**Exercise text**
---*---
The program - known as Bolsa Familia, or "Family Allowance" - now transfers cash to more than 46 million people, or one out of every four families in Brazil.
It's not quite a basic-income policy, which allows citizens to collect money just for being alive, but it has lifted incomes throughout the nation. (Minimum wage in Brazil is around 1,000 reais - about $250 US dollars - per month.) The World Bank estimates that income inequality would be up to 21% higher in Brazil without the program, and extreme poverty would be up to 50% higher.
The national program has also paved the way for local basic-income policies like the one in Marica.
Marica's payments don't come with any conditions. The program does, however, have a few eligibility requirements. To get the stipend, residents must have lived in Marica for at least three years. They also must be registered in a city database of people who earn up to three times the minimum monthly salary in Brazil.
The payments are being distributed in the form of the local currency, mumbuca, which is only accepted in Marica. The money comes pre-loaded onto a card or can be accessed through a cell-phone app. There's no option to take out cash.
After the first round of participants - around 27,000 residents - receive their payments this month, residents will continue to be enrolled until the program reaches its cap of 52,000 people.
"A lot of people would benefit from program like this," Stynes said. "It will push a lot of families out of poverty."
Basic income and incentives to work
Marica's program is one the largest basic-income initiatives in the world, but it's not the only one.
For the last nine months, the city of Stockton, California, has been distributing $500 a month to a group of 125 residents. The stipends are part of a pilot program designed to last 18 months. The Spanish city of Barcelona also recently completed a basic-income trial that delivered payments of between $110 and $1,900 per month. The program served around 1,000 households and lasted for two years.
---*---
**Work task**
According to the excerpt on basic-income programs, how long must residents have lived in Marica to receive the stipend?

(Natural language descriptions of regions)
---*---
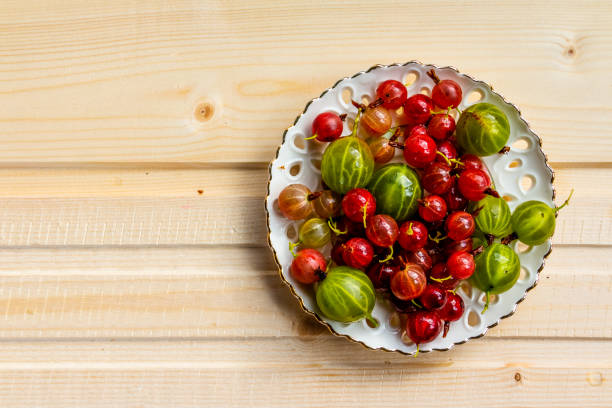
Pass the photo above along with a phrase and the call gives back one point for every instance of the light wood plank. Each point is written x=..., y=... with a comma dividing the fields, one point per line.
x=324, y=372
x=236, y=293
x=120, y=82
x=163, y=206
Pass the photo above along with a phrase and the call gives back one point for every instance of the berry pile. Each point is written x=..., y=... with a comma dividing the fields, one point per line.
x=411, y=232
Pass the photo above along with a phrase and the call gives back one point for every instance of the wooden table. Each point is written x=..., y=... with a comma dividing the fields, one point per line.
x=134, y=140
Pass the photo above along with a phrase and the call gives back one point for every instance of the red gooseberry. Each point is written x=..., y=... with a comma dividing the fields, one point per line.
x=308, y=266
x=358, y=204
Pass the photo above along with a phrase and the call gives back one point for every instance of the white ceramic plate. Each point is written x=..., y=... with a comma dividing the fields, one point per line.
x=297, y=162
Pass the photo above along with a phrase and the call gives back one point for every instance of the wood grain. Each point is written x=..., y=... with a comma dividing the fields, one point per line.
x=235, y=293
x=270, y=372
x=252, y=68
x=134, y=140
x=160, y=206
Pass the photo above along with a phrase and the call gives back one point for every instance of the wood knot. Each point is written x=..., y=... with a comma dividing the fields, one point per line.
x=204, y=111
x=570, y=51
---*---
**Reply to the exercise**
At least three years.